▶ [Excerpted text]:
Start

Statute of Vojvodina and Law on Transfer of Authority
Incendiary Soap-Epopee
By Dimitrije Boarov
After a protracted bargain within the ruling
coalition, the Draft Statute of the Autonomous Province of Vojvodina -
the provincial parliament adopted way back on October 14, 2008 - had to
be amended by the same assembly on November 7, 2009. And, after all
"technical"mishmash and adjustments made by the Committee for
Regulations of the Assembly of Vojvodina, it was on November 10 that, at
long last, the Serbian parliament had it on its agenda. A plenary debate
on this act, as well as on the Draft Law on Transfer of Authority, begun
on November 24. Six days later, both acts were adopted - they were voted
in by MPs from the ruling coalition and the Liberal Democratic Party
/LDP/. So, the curtain came down on the first act of an incendiary
soap-epopee about "the Vojvodina issue. " Regardless of all serious
shortcomings and compromises making Vojvodina's autonomy almost
senseless, could be "a political breakthrough"in Serbia's course towards
true decentralization in keeping with EU standards.
Despite the fact that the Democratic Party's main
representative in Vojvodina and president of the Executive Committee of
Vojvodina's Assembly, Dr. Bojan Pajtic, kept underlining that an already
adopted statute could be subject of radical amendments but only
"adjusted"to subsequent Law on Transfer of Authority, the statute
underwent major amendments in the night of November 7, 2009 - and mostly
under the pressure from the Socialist Party of Serbia /SPS/. The
amendments were made not only to its declarative provisions but also to
operative ones.
When it comes to declarative-political provisions, the
latest version of the statute defines Vojvodina as a region "committed
to European values"- this wording has replaced the term "a European
region. " Then, instead of the right to sign "international agreements,
"Vojvodina is now entitled just to "regional agreements. " Further, the
section titled "Capital of the Autonomous Province of Vojvodina /APV/"

End

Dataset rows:
Start

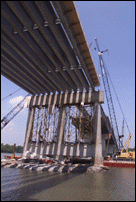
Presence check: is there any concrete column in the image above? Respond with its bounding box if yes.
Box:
[93,103,103,166]
[23,107,35,157]
[56,106,66,160]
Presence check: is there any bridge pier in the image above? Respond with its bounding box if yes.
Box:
[23,91,115,165]
[94,102,103,166]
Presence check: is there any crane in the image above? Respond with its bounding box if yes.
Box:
[1,94,30,130]
[95,38,122,149]
[114,133,135,160]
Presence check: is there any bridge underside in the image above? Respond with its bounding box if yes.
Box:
[1,1,116,163]
[1,1,100,95]
[24,91,116,163]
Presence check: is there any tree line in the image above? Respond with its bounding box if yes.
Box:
[1,143,23,153]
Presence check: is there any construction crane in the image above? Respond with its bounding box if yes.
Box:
[114,134,135,160]
[1,94,30,130]
[95,38,122,149]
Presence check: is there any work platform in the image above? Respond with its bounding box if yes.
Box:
[24,91,116,163]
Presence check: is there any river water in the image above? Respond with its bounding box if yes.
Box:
[1,153,135,201]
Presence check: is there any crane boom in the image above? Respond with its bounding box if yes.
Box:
[95,38,122,148]
[1,94,29,130]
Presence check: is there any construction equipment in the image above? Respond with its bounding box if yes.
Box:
[114,134,135,160]
[95,38,122,149]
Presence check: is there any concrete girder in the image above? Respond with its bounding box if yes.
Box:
[21,1,77,91]
[6,1,70,91]
[1,6,65,92]
[37,1,89,90]
[52,1,94,90]
[29,91,104,107]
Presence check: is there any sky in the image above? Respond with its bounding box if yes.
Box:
[1,1,135,147]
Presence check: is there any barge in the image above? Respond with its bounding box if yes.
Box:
[103,160,135,168]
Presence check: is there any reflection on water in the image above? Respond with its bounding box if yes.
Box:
[1,164,135,201]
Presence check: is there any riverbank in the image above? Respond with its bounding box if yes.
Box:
[1,159,109,173]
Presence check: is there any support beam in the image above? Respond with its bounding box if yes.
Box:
[55,107,66,160]
[29,91,104,107]
[93,102,103,166]
[23,108,35,157]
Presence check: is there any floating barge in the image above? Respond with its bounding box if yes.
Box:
[103,160,135,168]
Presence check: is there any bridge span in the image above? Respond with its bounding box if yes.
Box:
[1,1,117,164]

End

▶ [Work instructions]:
**1.** Answer these questions from the Vojvodina statute article, one per line:
(a) On what date did the plenary debate in the Serbian parliament begin?
(b) Besides the ruling coalition, MPs from which party voted the two acts in?
(c) What wording replaced the term "a European region"?
**2.** Rewrite part of the Vojvodina statute article, switching "Socialist Party of Serbia" for "Liberal Democratic Party". Begin at the words "Despite the fact" and stop after "operative ones.".
**3.** Pick up the Vojvodina statute article after its last sentence and keep writing.

▶ [Expected responses]:
**1.**
(a) November 24
(b) The Liberal Democratic Party /LDP/
(c) "committed to European values"

**2.**
Despite the fact that the Democratic Party's main
representative in Vojvodina and president of the Executive Committee of
Vojvodina's Assembly, Dr. Bojan Pajtic, kept underlining that an already
adopted statute could be subject of radical amendments but only
"adjusted"to subsequent Law on Transfer of Authority, the statute
underwent major amendments in the night of November 7, 2009 - and mostly
under the pressure from the Liberal Democratic Party /SPS/. The
amendments were made not only to its declarative provisions but also to
operative ones.

**3.**
now details, "The City of Novi Sad is a main administrative center of
APV."
Two days after the amendments were adopted at the
session of APV Assembly, its Committee for Regulations changed yet
another six statutory provisions - under the pretext of a
legal-technical review. So, "historical right"of citizens of Vojvodina
to a provincial autonomy was erased from the preamble. The same happened
to Vojvodina's right to decide on decorations. Further, the provision on
the territory of the province now states that this territory includes
the territories of local self-governments as "laid down by law. " The
Vojvodina Assembly's right to determine emblems and their use was
restricted by the phrase "in keeping with the Constitution and the
Statute. " In addition to all this, the Committee for Regulations
amended the section on the provinces basic financing by adding the
phrase that relevant provisions shall be "in keeping with the law
regulating financing of the Autonomous Province of Vojvodina."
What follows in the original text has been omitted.